▶ _WORK INSTRUCTIONS_
Rewrite every line of the records below as a numbered list, dropping any blank lines. Leave the pictures out of your answer.

▶ _DATASET RECORDS_
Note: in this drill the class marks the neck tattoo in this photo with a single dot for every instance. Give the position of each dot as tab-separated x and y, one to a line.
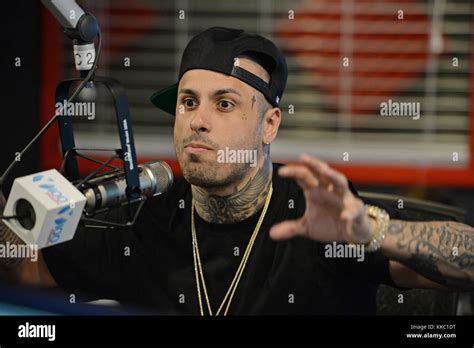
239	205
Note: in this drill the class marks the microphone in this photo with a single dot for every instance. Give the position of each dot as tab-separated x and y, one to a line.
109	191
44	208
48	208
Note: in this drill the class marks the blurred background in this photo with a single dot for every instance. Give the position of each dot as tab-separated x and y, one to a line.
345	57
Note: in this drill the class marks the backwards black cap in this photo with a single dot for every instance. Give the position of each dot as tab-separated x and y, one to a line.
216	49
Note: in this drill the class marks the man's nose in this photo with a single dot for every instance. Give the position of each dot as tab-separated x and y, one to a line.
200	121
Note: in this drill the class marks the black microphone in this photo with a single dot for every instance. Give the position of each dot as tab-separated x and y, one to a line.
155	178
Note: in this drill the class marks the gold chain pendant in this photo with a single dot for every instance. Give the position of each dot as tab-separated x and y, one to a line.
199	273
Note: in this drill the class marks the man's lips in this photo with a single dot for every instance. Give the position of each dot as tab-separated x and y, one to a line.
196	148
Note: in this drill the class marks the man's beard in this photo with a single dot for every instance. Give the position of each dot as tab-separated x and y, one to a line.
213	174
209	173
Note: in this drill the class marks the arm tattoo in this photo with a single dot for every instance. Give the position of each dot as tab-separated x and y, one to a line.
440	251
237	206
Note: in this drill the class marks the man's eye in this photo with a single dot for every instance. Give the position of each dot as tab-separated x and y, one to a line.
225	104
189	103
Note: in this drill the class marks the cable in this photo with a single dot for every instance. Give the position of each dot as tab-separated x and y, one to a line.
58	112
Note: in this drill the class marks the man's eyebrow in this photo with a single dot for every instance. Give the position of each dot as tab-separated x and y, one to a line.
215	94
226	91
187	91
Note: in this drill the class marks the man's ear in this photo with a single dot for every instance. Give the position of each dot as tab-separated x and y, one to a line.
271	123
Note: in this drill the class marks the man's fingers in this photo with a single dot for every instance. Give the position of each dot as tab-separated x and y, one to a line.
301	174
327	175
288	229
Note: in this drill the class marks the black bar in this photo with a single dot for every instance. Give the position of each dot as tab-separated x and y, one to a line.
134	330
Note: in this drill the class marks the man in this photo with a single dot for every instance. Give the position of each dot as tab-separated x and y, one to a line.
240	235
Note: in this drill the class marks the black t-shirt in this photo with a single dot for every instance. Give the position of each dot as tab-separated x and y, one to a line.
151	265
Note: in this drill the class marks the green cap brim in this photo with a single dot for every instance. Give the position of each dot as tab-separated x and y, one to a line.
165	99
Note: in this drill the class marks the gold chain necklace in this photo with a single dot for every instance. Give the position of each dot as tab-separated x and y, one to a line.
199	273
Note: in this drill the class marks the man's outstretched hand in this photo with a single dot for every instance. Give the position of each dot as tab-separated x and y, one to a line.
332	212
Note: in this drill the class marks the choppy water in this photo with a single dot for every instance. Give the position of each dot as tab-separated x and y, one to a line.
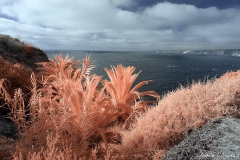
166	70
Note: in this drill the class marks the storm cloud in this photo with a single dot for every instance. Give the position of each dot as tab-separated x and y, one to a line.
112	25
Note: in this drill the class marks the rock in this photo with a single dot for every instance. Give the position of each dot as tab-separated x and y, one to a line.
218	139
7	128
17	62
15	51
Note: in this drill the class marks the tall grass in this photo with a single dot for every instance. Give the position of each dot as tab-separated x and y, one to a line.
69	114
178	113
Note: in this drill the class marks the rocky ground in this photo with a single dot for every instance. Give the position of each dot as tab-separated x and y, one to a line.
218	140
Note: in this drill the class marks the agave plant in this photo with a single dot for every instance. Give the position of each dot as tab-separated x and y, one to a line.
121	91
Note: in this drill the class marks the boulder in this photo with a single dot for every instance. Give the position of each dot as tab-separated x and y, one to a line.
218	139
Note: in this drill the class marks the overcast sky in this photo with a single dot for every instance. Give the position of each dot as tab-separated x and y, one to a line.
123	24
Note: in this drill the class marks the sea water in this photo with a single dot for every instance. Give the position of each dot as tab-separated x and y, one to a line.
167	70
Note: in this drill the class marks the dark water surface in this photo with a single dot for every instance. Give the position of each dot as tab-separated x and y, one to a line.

▶ _WORKED ANSWER_
1. Note: in this drill the class marks the neck tattoo in this photo with a single dot for every instance. Give the position of each dot as tab-separated x and y, one to a line.
2. 239	205
3. Note: in this drill the class marks the microphone in this photo with a single dot for every instance. Give the position of each dot as tab-separated x and y, one to a line.
4. 109	191
5. 44	208
6. 48	208
7. Note: in this drill the class marks the blurred background in this photo with a single dot for every instance. Give the position of each dot as tab-separated x and y, one to a line.
8. 345	57
9. Note: in this drill the class marks the backwards black cap in this photo with a single dot for every instance. Give the position of each dot as tab-separated x and y, one to a line.
10. 216	49
11. Note: in this drill the class marks the man's nose in this photo with a single dot for every instance. Give the position of each dot as tab-separated x and y, one to a line.
12. 200	121
13. Note: in this drill the class marks the black microphone in this photo with a single dot for every instance. Give the position of each dot as tab-separated x and y, one to a line.
14. 155	178
15. Note: in this drill the class marks the gold chain pendant in this photo with a single dot for every instance. Give the position of each dot as tab-separated x and y, one to a line.
16. 199	273
17. Note: in this drill the class marks the man's lips in this photo with a single dot for every instance. Give the position of each dot as tab-separated x and y, one to a line.
18. 196	148
19. Note: in this drill the class marks the man's beard in this photo with a single dot for every instance. Give the position of each dot as tab-separated x and y, one to a line.
20. 213	174
21. 209	173
22. Note: in this drill the class marks the arm tattoo in this photo with a single dot for every instance. Give the position of each dot as tab-separated x and y, one to a line.
23. 440	251
24. 237	206
25. Note: in this drill the class marks the man's eye in this photo with a single dot for every instance. Give the position of each dot as tab-separated x and y, one to a line.
26. 225	104
27. 189	103
28. Note: in this drill the class marks the cable in this photo with a single dot for every instance. Give the position of each dot as tab-separated x and y, one to a line.
29. 58	112
30. Note: in this drill the class marks the man's eyebrow in this photo with a single dot for every instance. Give the position of each dot as tab-separated x and y, one to a line.
31. 215	94
32. 226	91
33. 187	91
34. Note: in this drill the class marks the man's ear in this photo with a single dot for every instance. Give the position of each dot as tab-separated x and y, one to a line.
35. 271	123
36. Note: in this drill the class marks the man's fingers in this photo with a single dot for every instance. Give the position of each dot as tab-separated x and y, one to a line.
37. 301	174
38. 327	175
39. 288	229
40. Note: in this drill the class marks the black bar in this photo with a single dot for every instance. Give the position of each dot as tab-separated x and y, one to a line.
41. 134	330
42. Note: in this drill the class marks the man in this photo with a single dot for every instance. Give the position of each dot as tab-separated x and y, one to a line.
43. 240	235
44. Note: in this drill the class marks the black t-shirt in this photo with a single dot for every instance. Give the position of each dot as tab-separated x and y, one to a line.
45. 151	265
46. Note: in this drill the class marks the green cap brim in this photo with a single dot for every instance. Give the position of each dot as tab-separated x and y, one to a line.
47. 165	99
48. Note: in this drill the class marks the gold chain necklace in this photo with a single dot for every instance. Give the position of each dot as tab-separated x and y, one to a line.
49. 199	273
50. Note: in this drill the class marks the man's outstretched hand in this photo with a single dot for every instance. Give the position of each dot as tab-separated x and y, one to a line.
51. 332	212
52. Note: in this drill the class marks the choppy water in this photo with a single dot for every instance. Give the position of each dot as tab-separated x and y, one to a line.
53. 166	70
54. Note: in this drill the class marks the storm cloud in this photo with a single dot for every instance. Give the position of each dot as tab-separated x and y, one to a line.
55. 112	25
56. Note: in this drill the class marks the rock in this photo with a single dot for every instance. Give the position of each dot as tab-separated x and y, one to a line.
57. 218	139
58. 7	128
59. 17	62
60. 15	51
61. Note: in this drill the class marks the tall grass in this photo with a single dot for every instance. Give the position of each dot as tab-separated x and y, one to a line.
62. 69	114
63. 178	113
64. Note: in this drill the class marks the rocky ground in this photo with a single dot for every instance. Give the position of each dot as tab-separated x and y, one to a line.
65. 218	140
66. Note: in this drill the class marks the agave plant in this photo with a single dot for every instance. Give the position of each dot as tab-separated x and y, one to a line.
67. 121	91
68. Note: in this drill the class marks the boulder in this photo with a single dot for every instance. Give the position of each dot as tab-separated x and y, one to a line.
69. 218	139
70. Note: in this drill the class marks the overcast sky in this photo with a single dot for every instance. Give the position of each dot as tab-separated x and y, one to a line.
71. 123	24
72. Note: in this drill the class marks the sea water in this photo with a single dot for every instance. Give the position of each dot as tab-separated x and y, one to a line.
73. 167	70
74. Note: in this drill the class marks the dark water surface in this photo with a single dot for every instance. Give the position of each dot as tab-separated x and y, one to a line.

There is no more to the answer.